▶ Task to complete
Everything in the listing should be transcribed exactly, apart from the pictures.

▶ Records supplied
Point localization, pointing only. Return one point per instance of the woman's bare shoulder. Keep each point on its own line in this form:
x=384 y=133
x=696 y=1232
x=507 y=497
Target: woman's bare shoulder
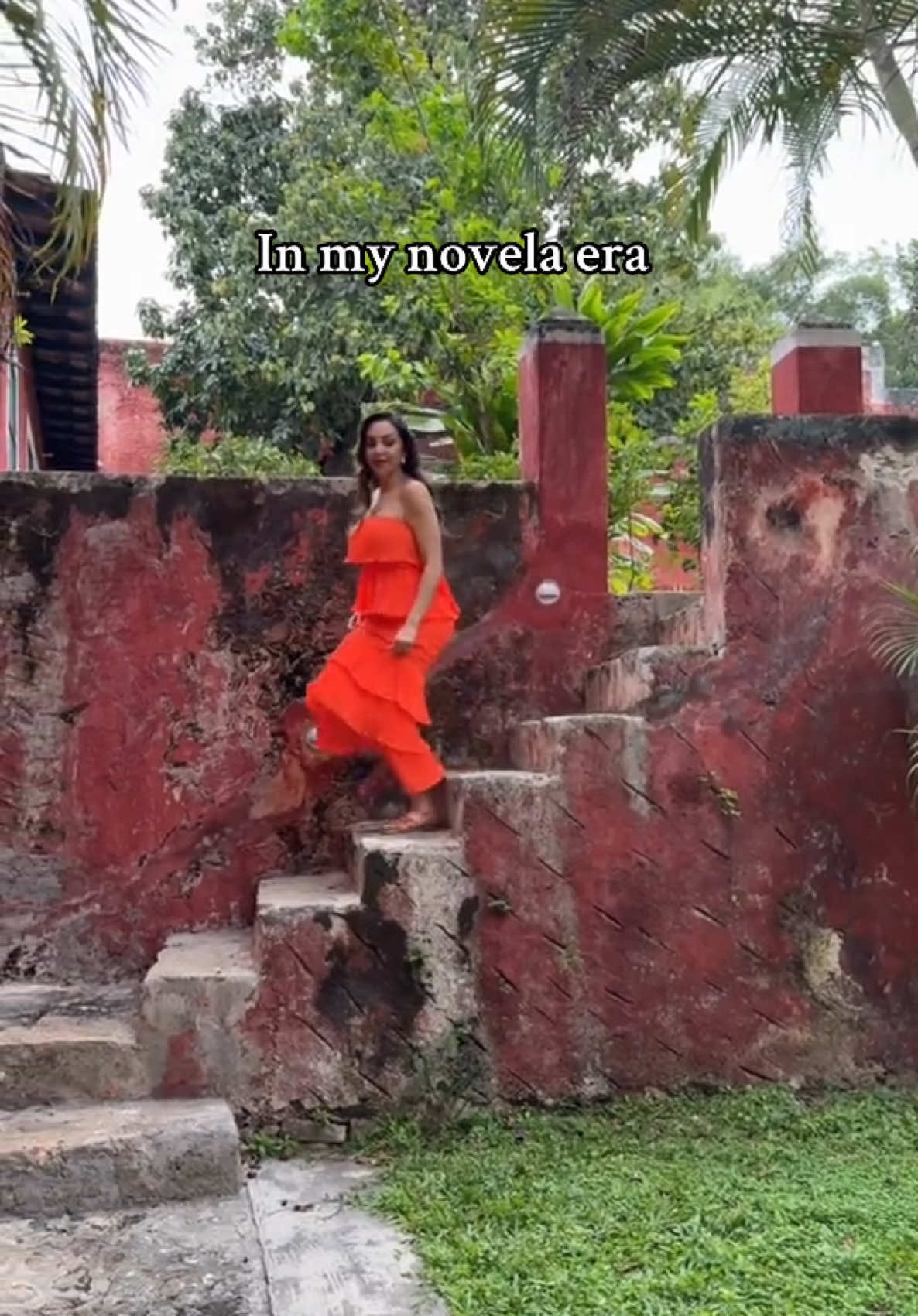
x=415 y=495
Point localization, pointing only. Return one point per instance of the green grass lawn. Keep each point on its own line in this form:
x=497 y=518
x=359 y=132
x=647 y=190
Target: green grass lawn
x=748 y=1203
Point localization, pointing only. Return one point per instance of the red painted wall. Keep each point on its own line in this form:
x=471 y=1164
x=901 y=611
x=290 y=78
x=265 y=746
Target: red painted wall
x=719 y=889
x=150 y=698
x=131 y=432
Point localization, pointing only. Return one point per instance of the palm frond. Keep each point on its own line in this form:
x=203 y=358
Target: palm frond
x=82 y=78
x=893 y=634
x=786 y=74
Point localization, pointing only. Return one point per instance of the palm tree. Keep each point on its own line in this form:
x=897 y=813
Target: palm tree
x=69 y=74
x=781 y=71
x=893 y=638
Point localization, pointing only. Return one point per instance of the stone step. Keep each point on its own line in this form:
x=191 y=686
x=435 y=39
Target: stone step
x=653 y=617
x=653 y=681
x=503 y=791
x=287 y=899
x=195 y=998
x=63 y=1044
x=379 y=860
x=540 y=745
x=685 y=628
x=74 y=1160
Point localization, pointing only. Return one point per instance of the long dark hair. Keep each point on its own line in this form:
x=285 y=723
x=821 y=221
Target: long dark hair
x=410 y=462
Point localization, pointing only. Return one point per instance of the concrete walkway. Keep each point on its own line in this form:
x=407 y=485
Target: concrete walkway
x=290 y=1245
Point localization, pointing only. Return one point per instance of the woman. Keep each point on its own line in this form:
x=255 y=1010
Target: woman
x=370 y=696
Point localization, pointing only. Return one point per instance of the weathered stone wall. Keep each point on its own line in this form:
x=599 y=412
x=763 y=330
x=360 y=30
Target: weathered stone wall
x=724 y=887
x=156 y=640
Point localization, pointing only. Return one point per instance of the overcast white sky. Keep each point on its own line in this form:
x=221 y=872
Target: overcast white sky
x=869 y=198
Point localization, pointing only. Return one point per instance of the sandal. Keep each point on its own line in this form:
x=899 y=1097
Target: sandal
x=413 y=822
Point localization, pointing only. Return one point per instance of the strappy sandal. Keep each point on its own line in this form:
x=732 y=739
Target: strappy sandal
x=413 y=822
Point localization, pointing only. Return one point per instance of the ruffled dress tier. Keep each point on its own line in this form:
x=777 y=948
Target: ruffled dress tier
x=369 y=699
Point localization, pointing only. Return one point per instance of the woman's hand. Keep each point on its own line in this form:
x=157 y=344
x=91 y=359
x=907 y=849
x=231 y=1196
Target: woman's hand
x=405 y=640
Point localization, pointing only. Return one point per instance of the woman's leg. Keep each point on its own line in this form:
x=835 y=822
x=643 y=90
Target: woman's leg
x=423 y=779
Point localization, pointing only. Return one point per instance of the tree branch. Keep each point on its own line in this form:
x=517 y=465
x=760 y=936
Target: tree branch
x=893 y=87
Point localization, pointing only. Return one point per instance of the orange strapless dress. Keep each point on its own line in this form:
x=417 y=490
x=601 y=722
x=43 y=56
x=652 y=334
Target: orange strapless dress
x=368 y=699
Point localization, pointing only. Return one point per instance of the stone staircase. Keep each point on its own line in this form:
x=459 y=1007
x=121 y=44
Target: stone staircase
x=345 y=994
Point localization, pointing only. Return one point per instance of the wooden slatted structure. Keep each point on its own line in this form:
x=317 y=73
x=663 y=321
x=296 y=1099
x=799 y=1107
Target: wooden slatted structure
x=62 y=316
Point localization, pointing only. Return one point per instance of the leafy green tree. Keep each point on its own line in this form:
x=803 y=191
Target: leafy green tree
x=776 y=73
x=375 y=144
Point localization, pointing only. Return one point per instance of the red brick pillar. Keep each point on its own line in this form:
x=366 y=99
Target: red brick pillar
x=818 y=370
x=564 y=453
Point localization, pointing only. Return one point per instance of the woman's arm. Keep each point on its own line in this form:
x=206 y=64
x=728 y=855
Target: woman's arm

▶ Solution to this exercise
Point localization, pointing only. Return one point per instance of the woman's bare shoulder. Keep each point on its own line in this form:
x=384 y=133
x=696 y=1232
x=507 y=497
Target: woman's bare shoulder
x=415 y=495
Point localization, pointing only. Return one point per instance of the green grass lawn. Keep each point on its own line in this form:
x=497 y=518
x=359 y=132
x=647 y=190
Target: green grass lawn
x=748 y=1203
Point localization, pointing only. Return one point per instance of the red painted wall. Keep each point on its own line in this form:
x=471 y=1164
x=901 y=611
x=290 y=78
x=265 y=746
Target: red painted wall
x=719 y=889
x=150 y=698
x=131 y=432
Point localization, pointing only. Return one point per instance of the palm frond. Keep each point on its own line in this form:
x=203 y=358
Target: palm frond
x=82 y=78
x=893 y=634
x=786 y=74
Point localization, pointing only. Return one point per instance of the palm tree. Keep each point on its own line in this form:
x=897 y=813
Target: palm tree
x=69 y=74
x=781 y=71
x=893 y=638
Point localization, pointing only. Return one point per instance of the stone step. Keep each point on its own line in this form:
x=191 y=686
x=435 y=39
Target: stone step
x=653 y=617
x=653 y=681
x=503 y=791
x=287 y=899
x=195 y=998
x=63 y=1044
x=379 y=860
x=540 y=745
x=685 y=628
x=74 y=1160
Point localization, pointing only. Return one point per instance of the long dark hair. Keep each point on its own line in this form:
x=285 y=723
x=821 y=221
Target: long dark hair
x=410 y=462
Point localization, pointing only. Return one point per instance of the concrete walkway. Keep each point on its own line in this form:
x=407 y=485
Target: concrete walkway
x=290 y=1245
Point localization, pointing only. Return one point per instance of the woman. Keep each point on its own line in this form:
x=255 y=1010
Target: woman
x=370 y=696
Point localization, pointing only. Return one point per instance of the weathered stone wall. Keep each point on its own line in this form:
x=599 y=412
x=763 y=330
x=360 y=30
Target: weathered stone wall
x=724 y=887
x=156 y=640
Point localization, pointing only. Return one point per instance of the overcast white sky. Keep each point on its own line in this form:
x=221 y=872
Target: overcast white sky
x=869 y=198
Point localization, pointing only. Return one point per instance of the sandal. Keep each point on its own line in this form:
x=899 y=1097
Target: sandal
x=413 y=822
Point localization, pointing only. Return one point per instance of the strappy sandal. Keep each point on its own line in this form:
x=732 y=739
Target: strappy sandal
x=413 y=822
Point localization, pointing only. Return one point per instance of the ruffled dress tier. Keep each point on its own line in this form:
x=777 y=948
Target: ruffled dress tier
x=369 y=699
Point localization, pointing only. Return one point per instance of the woman's hand. Keep each point on its own line in this form:
x=157 y=344
x=91 y=359
x=907 y=849
x=231 y=1196
Target: woman's hand
x=405 y=640
Point localization, pointing only. Return one point per instance of the woman's leg. Keep each point on its own line in this form:
x=835 y=822
x=643 y=90
Target: woman's leg
x=423 y=779
Point localization, pointing only. Return one point per instance of the tree branch. Keep each point on its own line in this form:
x=517 y=465
x=760 y=936
Target: tree branch
x=893 y=87
Point localization, pointing only. Return one point per instance of the orange strapless dress. Keep each point on its own line in this form:
x=417 y=490
x=601 y=722
x=43 y=56
x=652 y=334
Target: orange strapless dress
x=368 y=699
Point localization, pointing only. Return one point per instance of the stone staircase. Keep each point on its own line in this form:
x=459 y=1007
x=121 y=44
Target: stone staircase
x=345 y=994
Point localization, pointing only. Return one point per instance of the wooden slatted structure. Keep each point on its own line in this form:
x=317 y=73
x=663 y=321
x=296 y=1099
x=799 y=1107
Target: wooden slatted structure
x=62 y=316
Point localization, pointing only. Return one point per instance of the leafy green tree. Keep each point on its own line in this form:
x=803 y=191
Target: leafy green tree
x=776 y=73
x=375 y=144
Point localization, pointing only. Return one point per instance of the red brick pillar. Keep each point on its own line in this form:
x=366 y=99
Target: red brick pillar
x=818 y=370
x=564 y=453
Point localization, pointing only. Return one point per instance of the woman's arm. Keep each point on its own line in this form:
x=206 y=64
x=728 y=855
Target: woman's arm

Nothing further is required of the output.